FRAGMENTO PARA LEER:

#####

AQUEL PROFESOR era una enciclopedia andante o, al menos, eso creíamos ingenuamente los chavales a los que lo mismo nos explicaba francés que geografía, ciencias naturales que física y química. La mayor parte del tiempo lo dedicaba en clase a preguntarnos la lección: nos sacaba a la pizarra en grupos de cinco y, siguiendo el orden del programa que llevábamos en la mano, que previamente nos había vendido junto al libro de texto, recitábamos frases de memoria, sin saber en muchos casos qué decíamos. Además, como el orden en que interveníamos solía coincidir con el de la lista de alumnos, a poco que recordáramos dónde habíamos terminado en la clase anterior resultaba fácil saber qué pregunta nos tocaría al día siguiente. Me río yo de los peces de colores cuando se habla ahora de la escasa preparación de nuestros jóvenes. Cualquier lector de mi generación podría contar anécdotas que hoy resultarían increíbles; aquellos libros de biología mutilados en determinados colegios religiosos, por ejemplo...

#####

EXPLORA EL MATERIAL:
(A) Según el fragmento sobre el profesor, ¿qué les había vendido a los alumnos junto al libro de texto?
(B) Continúa el fragmento sobre el profesor a partir de su última frase.

#####

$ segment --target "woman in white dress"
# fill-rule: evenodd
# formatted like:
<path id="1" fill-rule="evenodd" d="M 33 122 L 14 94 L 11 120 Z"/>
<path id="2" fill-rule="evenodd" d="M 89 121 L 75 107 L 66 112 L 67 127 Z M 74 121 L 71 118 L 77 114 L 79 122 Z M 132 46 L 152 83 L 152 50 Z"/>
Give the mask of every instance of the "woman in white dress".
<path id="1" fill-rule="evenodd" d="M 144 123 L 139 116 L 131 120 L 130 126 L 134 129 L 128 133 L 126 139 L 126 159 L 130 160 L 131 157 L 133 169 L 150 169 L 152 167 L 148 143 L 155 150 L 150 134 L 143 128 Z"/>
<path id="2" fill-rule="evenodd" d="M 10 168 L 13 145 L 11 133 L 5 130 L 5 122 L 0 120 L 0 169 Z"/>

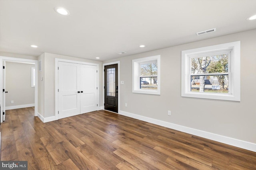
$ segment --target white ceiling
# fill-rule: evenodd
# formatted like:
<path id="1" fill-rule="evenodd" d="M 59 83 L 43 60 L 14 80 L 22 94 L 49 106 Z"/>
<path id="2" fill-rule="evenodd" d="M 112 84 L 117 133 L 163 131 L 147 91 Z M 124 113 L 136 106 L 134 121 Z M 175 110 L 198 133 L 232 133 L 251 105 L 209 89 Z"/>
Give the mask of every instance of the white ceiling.
<path id="1" fill-rule="evenodd" d="M 106 61 L 256 29 L 255 14 L 256 0 L 1 0 L 0 51 Z"/>

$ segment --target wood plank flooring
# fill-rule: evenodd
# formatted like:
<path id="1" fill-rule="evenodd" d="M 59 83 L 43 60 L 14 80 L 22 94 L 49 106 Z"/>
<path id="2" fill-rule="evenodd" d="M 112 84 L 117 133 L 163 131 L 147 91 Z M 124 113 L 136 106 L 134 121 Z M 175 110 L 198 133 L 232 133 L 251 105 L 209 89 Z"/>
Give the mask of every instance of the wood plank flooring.
<path id="1" fill-rule="evenodd" d="M 8 110 L 1 160 L 29 170 L 256 170 L 256 152 L 100 111 L 43 123 Z"/>

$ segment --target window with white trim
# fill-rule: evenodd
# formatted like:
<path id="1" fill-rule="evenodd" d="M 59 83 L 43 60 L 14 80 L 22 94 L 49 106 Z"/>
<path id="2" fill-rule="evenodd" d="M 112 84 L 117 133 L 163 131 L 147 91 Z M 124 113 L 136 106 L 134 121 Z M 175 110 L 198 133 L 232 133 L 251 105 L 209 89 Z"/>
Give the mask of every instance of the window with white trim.
<path id="1" fill-rule="evenodd" d="M 31 87 L 35 87 L 36 85 L 36 69 L 31 67 Z"/>
<path id="2" fill-rule="evenodd" d="M 182 51 L 182 96 L 240 101 L 240 41 Z"/>
<path id="3" fill-rule="evenodd" d="M 160 55 L 132 60 L 132 92 L 160 94 Z"/>

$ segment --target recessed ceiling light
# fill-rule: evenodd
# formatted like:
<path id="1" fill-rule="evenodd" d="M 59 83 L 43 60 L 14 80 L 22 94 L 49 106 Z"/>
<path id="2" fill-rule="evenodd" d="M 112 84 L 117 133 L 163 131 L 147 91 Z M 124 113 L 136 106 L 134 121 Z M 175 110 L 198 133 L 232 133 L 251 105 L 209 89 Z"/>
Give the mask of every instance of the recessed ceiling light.
<path id="1" fill-rule="evenodd" d="M 69 16 L 70 13 L 69 11 L 62 7 L 55 7 L 54 8 L 54 10 L 55 11 L 64 16 Z"/>
<path id="2" fill-rule="evenodd" d="M 256 15 L 253 15 L 252 16 L 251 16 L 250 17 L 248 17 L 247 19 L 246 20 L 255 20 L 256 19 Z"/>

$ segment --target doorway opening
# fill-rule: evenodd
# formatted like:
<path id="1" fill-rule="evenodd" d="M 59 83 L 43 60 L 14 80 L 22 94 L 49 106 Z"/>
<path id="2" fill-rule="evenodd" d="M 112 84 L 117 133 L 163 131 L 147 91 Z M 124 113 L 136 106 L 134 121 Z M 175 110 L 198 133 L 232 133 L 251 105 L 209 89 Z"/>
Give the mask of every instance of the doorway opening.
<path id="1" fill-rule="evenodd" d="M 14 57 L 6 57 L 0 56 L 0 80 L 1 83 L 0 83 L 0 89 L 2 90 L 2 93 L 0 93 L 0 122 L 2 123 L 4 121 L 5 113 L 6 113 L 6 94 L 7 93 L 5 90 L 5 82 L 6 82 L 6 70 L 5 70 L 5 64 L 6 62 L 11 63 L 20 63 L 24 64 L 34 64 L 32 67 L 34 68 L 34 72 L 33 75 L 33 84 L 32 84 L 32 81 L 30 82 L 31 86 L 33 85 L 34 87 L 34 116 L 37 116 L 38 112 L 38 83 L 37 83 L 37 72 L 38 72 L 38 61 L 37 60 L 30 60 L 28 59 L 16 58 Z M 33 68 L 34 69 L 34 68 Z M 31 69 L 30 71 L 32 72 L 32 69 Z M 15 73 L 14 73 L 15 74 Z M 30 74 L 31 76 L 31 74 Z M 18 86 L 18 82 L 16 82 L 16 86 Z M 8 92 L 8 91 L 7 91 Z M 10 101 L 11 102 L 11 101 Z M 25 107 L 26 106 L 24 106 Z M 27 107 L 30 107 L 30 106 L 27 106 Z M 20 106 L 17 106 L 20 107 Z M 12 107 L 10 106 L 7 108 L 8 109 L 15 109 L 17 108 Z"/>
<path id="2" fill-rule="evenodd" d="M 118 64 L 119 62 L 103 64 L 104 109 L 116 113 L 120 109 Z"/>

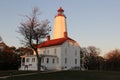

#####

RESPUESTAS:
(A) El programa que los alumnos llevaban en la mano.

(B)
En cierta ocasión, servidor –como, por cierto, se respondía cuando te nombraban– había calculado la pregunta que le correspondería y tenía memorizadas las pocas líneas con las que el árido libro de texto respondía a no sé qué; la lista de los reyes godos o los afluentes del Ebro, supongo. El profesor nombró a varios para que saliéramos a la pizarra, con la mala fortuna de que alteró el orden que habíamos previsto y uno mismo, que tendría que haber sido el primero en intervenir, quedó en otro lugar. Eso significaba no poder responder, permanecer en silencio, ganarse un rotundo cero. Ni corto ni perezoso, el entonces joven estudiante que uno era, apenas levantado de su pupitre y camino todavía de la palestra, no pudo contenerse y empezó a recitar la respuesta a una pregunta que nadie le había hecho. La única que llevaba aprendida.
En aquella época aún no había debates electorales en televisión y una de las más celebradas secciones de la revista La Codorniz era Diálogo de besugos.